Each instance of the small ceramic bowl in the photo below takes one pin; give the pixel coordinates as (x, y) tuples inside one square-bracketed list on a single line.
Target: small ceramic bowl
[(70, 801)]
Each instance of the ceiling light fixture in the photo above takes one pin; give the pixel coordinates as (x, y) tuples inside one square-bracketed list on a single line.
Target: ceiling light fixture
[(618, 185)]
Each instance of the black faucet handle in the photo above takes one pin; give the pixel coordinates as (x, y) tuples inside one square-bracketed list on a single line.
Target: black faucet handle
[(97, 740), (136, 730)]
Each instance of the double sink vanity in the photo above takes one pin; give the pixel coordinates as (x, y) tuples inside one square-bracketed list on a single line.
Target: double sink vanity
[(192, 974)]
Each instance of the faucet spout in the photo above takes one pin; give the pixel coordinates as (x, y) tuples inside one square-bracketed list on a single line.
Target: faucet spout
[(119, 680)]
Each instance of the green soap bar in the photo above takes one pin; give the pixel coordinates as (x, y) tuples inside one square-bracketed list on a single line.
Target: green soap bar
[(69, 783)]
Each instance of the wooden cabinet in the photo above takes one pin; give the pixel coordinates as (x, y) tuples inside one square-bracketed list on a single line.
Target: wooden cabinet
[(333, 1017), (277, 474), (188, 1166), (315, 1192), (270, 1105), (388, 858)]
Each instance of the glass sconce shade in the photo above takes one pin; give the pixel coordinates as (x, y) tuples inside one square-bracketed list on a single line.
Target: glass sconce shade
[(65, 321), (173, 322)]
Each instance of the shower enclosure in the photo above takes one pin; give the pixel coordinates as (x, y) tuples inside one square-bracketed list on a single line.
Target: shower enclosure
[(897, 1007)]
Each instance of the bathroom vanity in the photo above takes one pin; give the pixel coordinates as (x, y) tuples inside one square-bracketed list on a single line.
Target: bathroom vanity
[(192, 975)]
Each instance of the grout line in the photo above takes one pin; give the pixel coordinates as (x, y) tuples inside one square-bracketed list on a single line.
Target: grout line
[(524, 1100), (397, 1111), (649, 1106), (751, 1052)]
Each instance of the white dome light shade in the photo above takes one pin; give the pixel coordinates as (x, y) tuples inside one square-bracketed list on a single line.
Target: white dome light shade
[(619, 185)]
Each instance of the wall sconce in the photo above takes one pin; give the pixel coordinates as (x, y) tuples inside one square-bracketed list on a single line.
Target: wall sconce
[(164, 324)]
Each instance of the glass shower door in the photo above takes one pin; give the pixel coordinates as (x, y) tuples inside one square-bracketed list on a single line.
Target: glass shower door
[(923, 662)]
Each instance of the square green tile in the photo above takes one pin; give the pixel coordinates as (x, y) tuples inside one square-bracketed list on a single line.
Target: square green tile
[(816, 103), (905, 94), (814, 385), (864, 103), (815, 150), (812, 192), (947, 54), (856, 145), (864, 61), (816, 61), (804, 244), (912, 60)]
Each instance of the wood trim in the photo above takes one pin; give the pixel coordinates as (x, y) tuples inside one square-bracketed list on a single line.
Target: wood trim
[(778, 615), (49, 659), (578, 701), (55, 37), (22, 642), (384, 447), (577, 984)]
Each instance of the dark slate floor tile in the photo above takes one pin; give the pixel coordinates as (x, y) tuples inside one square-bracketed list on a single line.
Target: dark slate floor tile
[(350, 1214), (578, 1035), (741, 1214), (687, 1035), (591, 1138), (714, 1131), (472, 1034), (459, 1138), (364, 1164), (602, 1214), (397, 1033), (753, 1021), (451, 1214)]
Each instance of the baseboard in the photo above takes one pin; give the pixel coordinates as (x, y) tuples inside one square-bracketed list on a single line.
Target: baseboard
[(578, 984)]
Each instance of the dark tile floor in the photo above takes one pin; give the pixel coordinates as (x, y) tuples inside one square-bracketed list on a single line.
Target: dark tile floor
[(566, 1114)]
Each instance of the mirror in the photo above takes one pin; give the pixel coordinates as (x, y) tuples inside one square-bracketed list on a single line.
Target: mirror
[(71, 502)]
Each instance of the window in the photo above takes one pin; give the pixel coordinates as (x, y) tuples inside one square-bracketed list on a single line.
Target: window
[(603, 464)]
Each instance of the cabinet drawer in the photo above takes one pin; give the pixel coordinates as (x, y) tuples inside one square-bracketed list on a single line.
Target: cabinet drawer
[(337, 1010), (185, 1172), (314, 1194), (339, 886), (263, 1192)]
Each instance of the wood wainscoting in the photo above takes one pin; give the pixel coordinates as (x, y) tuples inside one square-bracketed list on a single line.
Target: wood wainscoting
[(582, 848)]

————————

§ **Problem to work on**: Set down the entries again, exactly as they stand above.

§ **Task result**:
Each instance of the small ceramic bowl in the photo below takes one pin; give the pixel coordinates as (x, y) tuples inside one square-bracketed list on a single line.
Target: small ceramic bowl
[(70, 801)]
Each instance of the ceiling light fixture in the photo above takes one pin; give the pixel coordinates as (x, y) tuples inside one square-bracketed list on a single line.
Target: ceiling light fixture
[(618, 185)]
Each instance of the black faucet handle in the photo above takes one pin; give the pixel coordinates as (x, y) tuples inside one square-bracketed list on a single line.
Target: black faucet handle
[(97, 740), (136, 730)]
Each instance of the double sink vanity in the photo above takes one pin; give the pixel coordinates as (x, y) tuples inside one square-bracketed list on a single line.
Target: double sink vanity
[(192, 974)]
Each instance of the faucet spout in the photo above takes one pin; give the pixel coordinates as (x, y) tuples inside one square-bracketed list on a single line.
Target: faucet spout
[(119, 680)]
Each instance of the green soap bar in the photo above takes one pin; give the pixel coordinates as (x, y) tuples inside one square-bracketed list on a single line.
Target: green soap bar
[(69, 783)]
Each instance of the wooden cabinet in the photo above takes one pin; give the pixel coordinates as (x, y) tuples inside one square-bracketed list on a single line.
Target: wooden cabinet
[(333, 1017), (277, 474), (188, 1166), (315, 1192), (270, 1105), (388, 858)]
Each instance of the glass sconce shade in the photo above takes one pin; give the pixel coordinates as (x, y) tuples inside one square-bracketed list on a single line.
Target: glass sconce shade
[(65, 321), (173, 322)]
Each instance of the shower enclosure in the photo above takes one pin; give the pixel coordinates as (x, y) tuples inside one square-bracketed list on a single line.
Target: shower enclosure
[(897, 1007)]
Each instance of the bathroom vanity in the photo above takes one pin; give the pixel coordinates as (x, y) tuples inside one square-bracketed list on a single line.
Target: bathroom vanity
[(192, 975)]
Each instance of the grout line in the photo above takes one pin; give the pixel coordinates as (x, y) tuples inside one square-bracketed list on a single line.
Target: grout line
[(524, 1100), (397, 1111), (649, 1106), (751, 1052)]
Each instance of the white dome light shade in the photo above takes one pin; give the pixel coordinates as (x, y) tuples inside one square-bracketed list on a single line.
Target: white dome light shade
[(619, 185)]
Each instance of the wall sconce in the photo above takes one pin; give the pixel coordinates as (x, y) tuples inside one square-bracketed list on a single line.
Target: wall sconce
[(164, 324)]
Each instance of the glass shower door in the photo above takes one pin; give the pixel coordinates as (x, y) tuples inside one square-bracketed list on a single line.
Target: glass shower door
[(923, 662)]
Each instance of the square green tile in the photo above takes one pin; give the pixel coordinates as (x, y) tuples inside one square-bracketed list on a single line.
Target: square green tile
[(816, 103), (905, 94), (814, 385), (864, 103), (815, 150), (812, 192), (947, 54), (856, 145), (864, 61), (816, 61), (804, 244), (912, 60)]
Each instance of the wood trim in the photo above takes one pin; give the pixel coordinates as (x, y) tuples inside one square-bracketed list on a single line.
Target: wood trim
[(778, 615), (49, 659), (578, 701), (55, 37), (22, 642), (384, 447), (577, 984)]
Each instance of the dark slate floor tile in the photo above takes one pin; give the pixel coordinates as (x, y) tuples inside one square-bracketed list on a single line.
Target: dark slate floor tile
[(350, 1214), (578, 1035), (741, 1214), (687, 1035), (591, 1138), (714, 1131), (472, 1034), (459, 1138), (364, 1164), (602, 1214), (397, 1033), (753, 1021), (451, 1214)]
Each instance of the baseboard in the photo above takes one pin; give the pixel coordinates as (x, y) tuples inside one square-bracketed list on a single line.
Target: baseboard
[(578, 984)]
Each instance of the dark tile floor in the photo above takes one pin; give the pixel coordinates as (x, y) tuples inside one square-bracketed list on a single line.
Target: dark tile floor
[(566, 1114)]
Each instance of the mirror in the photo above takes one pin; give the pixel coordinates as (x, y) tuples inside one square-bracketed list on a single line.
Target: mirror
[(71, 502)]
Each instance of the window in the photo above takes one pin; give the pixel coordinates as (x, y) tuples inside one square-bracketed list on a single line.
Target: window
[(603, 464)]
Each instance of the cabinet drawer in the photo above takes one pin; give the pixel coordinates as (x, y) tuples inside one square-bracketed list on a single line.
Target: cabinet drawer
[(337, 1010), (185, 1172), (314, 1194), (339, 886), (263, 1192)]
Each instance of the wood wainscoting in the photo above takes one pin; give the pixel coordinates as (x, y) tuples inside one square-bracketed list on a single line.
Target: wood wainscoting
[(582, 848)]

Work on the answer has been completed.